Remember that motto our elementary school teachers used to say, to hopefully prompt us into better penmanship or math or whatever we weren’t exactly excelling at? “Practice makes perfect!” Yeah, right, like I’d ever master cursive the way my teacher wanted, or math, or science (forget chemistry). Practice made a little dent in things, but “perfect”? Puh-leeze. If anything, it seemed the more I practiced something, the better I got at doing it the way I always did it.
Which is a truth my ballroom dancing instructor brought home to me, quite forcefully, one day. “Practice,” he said, “makes permanent.” Oh, my, now there was a new take on things! Which is why, rather than have me practice endlessly the same thing the same way, he always carefully reviews whatever it is I am learning, so that he can help me make the tweaks and adjustments that will result in the “permanence” desired.
Think about that for a moment. What are you practicing, day in day out? As in doing the same thing the same way all the time. Are you practicing complaining, for example? Or practicing happiness? Are you practicing looking at your kids, your spouse, your boss, your co-workers, your friends, with an appreciative eye? Or with a critical eye? Because whichever you choose, that approach will become permanent, with consequences – intended or not, on your relationships.

## DATASET EXCERPTS
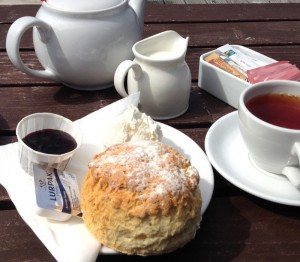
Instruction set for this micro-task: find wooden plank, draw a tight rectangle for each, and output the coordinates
[0,85,234,130]
[0,2,300,24]
[0,45,300,87]
[0,20,300,51]
[0,195,300,262]
[145,2,300,23]
[0,210,55,262]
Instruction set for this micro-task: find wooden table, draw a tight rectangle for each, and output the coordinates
[0,3,300,262]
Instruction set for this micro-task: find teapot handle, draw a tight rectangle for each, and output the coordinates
[6,16,58,80]
[114,60,143,97]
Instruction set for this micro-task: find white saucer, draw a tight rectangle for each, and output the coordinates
[205,111,300,206]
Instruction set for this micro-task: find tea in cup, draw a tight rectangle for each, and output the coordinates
[238,80,300,187]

## PROBLEM DESCRIPTION
Please continue the essay about practice making things permanent, picking up right after its last sentence.

## YOUR RESPONSE
My mother, may she rest in peace, used to greet me at the door to her home with comments like “What’s wrong with your hair?” as opposed to “Hi, good to see you.” This, after I was a grown woman, by the way, not a child. I finally came to understand (after many years of therapy and meditation) that my mother’s unyielding and constant criticism was her way of loving me. She wanted me the best for me, and to her, criticizing everything she didn’t think was best for me was how she could accomplish it. Which led to far less interaction with me, and far less intimacy than she would have wished.
But here’s the thing: that’s really the long way round! Since indeed, whatever you practice on a daily basis will shape your reality, including your relationships with others, what would you rather practice? Much as I loved my mother, our relationship would have been far more harmonious and close, if she’d chosen to practice appreciation over criticism.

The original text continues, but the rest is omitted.